→ EXERCISE PROMPT
Look through the listing underneath for "leaf", and copy every line that has it.

→ INFORMATION SUPPLIED
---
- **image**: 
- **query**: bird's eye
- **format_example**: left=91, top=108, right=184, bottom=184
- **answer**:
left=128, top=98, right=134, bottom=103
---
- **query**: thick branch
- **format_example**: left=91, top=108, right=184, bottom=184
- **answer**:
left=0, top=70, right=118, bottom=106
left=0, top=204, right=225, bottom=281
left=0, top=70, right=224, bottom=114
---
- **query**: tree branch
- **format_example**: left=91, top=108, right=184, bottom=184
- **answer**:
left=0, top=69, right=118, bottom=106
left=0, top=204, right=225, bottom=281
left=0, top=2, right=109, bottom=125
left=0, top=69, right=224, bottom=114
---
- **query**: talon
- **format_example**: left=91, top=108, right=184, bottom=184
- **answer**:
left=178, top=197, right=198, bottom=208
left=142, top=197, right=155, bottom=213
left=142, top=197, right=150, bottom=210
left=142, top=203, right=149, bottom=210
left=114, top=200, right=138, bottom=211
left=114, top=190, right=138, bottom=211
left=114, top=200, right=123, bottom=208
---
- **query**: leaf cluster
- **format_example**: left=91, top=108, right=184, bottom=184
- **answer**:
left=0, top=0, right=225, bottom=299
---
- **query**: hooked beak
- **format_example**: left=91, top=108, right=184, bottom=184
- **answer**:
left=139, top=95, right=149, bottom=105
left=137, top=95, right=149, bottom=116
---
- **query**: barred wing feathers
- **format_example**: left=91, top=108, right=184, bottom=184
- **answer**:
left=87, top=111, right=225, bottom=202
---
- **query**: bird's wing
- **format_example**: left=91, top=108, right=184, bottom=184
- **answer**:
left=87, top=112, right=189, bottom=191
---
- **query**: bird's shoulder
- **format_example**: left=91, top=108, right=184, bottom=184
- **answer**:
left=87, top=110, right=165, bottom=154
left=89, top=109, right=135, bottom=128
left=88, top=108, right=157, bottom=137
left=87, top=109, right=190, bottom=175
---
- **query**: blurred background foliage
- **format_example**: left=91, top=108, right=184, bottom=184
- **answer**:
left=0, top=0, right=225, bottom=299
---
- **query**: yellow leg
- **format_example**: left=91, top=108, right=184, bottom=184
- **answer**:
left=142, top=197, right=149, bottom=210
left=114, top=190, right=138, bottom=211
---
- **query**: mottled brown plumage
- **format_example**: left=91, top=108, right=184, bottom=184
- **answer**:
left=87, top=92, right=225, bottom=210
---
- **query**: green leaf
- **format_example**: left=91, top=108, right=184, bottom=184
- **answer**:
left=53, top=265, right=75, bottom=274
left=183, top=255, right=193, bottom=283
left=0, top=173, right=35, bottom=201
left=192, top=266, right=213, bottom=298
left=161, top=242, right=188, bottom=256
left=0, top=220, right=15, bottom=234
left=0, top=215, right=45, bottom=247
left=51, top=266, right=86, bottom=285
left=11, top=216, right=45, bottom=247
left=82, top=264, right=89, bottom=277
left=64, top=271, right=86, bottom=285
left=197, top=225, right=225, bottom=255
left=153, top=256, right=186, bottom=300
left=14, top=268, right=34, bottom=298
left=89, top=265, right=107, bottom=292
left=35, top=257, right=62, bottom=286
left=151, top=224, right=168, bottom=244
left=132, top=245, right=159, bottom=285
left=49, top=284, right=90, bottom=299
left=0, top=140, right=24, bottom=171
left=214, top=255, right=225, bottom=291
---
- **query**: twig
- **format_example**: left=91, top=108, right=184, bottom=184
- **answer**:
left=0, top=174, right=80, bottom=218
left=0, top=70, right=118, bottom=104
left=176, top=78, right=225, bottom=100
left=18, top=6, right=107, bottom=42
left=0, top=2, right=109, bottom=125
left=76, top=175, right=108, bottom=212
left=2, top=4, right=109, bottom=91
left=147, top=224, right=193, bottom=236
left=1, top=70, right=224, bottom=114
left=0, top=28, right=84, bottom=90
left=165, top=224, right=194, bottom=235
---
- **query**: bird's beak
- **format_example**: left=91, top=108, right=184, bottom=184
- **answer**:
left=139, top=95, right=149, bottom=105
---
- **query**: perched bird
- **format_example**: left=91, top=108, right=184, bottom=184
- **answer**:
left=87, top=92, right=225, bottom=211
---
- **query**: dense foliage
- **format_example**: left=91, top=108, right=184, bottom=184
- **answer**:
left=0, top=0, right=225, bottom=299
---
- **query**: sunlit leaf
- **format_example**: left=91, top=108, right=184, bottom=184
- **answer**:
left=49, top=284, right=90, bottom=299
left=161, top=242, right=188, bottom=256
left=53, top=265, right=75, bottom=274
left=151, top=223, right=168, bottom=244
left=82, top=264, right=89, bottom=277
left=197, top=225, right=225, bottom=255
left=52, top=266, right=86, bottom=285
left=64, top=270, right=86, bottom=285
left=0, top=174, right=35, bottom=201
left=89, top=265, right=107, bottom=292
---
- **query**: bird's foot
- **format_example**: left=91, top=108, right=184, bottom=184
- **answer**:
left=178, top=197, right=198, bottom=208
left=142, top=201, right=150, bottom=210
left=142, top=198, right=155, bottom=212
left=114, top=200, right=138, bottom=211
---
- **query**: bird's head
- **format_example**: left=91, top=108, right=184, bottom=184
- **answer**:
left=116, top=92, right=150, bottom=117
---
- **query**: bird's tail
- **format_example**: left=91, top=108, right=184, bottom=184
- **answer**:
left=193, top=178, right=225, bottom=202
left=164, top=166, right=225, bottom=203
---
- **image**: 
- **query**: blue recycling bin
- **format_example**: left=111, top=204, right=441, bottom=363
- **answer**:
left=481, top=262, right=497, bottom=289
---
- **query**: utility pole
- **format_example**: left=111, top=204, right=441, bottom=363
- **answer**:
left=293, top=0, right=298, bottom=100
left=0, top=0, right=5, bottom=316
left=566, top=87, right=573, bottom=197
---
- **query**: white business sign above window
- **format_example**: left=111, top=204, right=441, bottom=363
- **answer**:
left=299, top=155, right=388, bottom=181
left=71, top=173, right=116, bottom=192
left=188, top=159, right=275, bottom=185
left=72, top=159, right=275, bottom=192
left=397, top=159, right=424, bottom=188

→ ANSWER BELOW
- **query**: leaf cluster
- **query**: green leaf
- **query**: sunlit leaf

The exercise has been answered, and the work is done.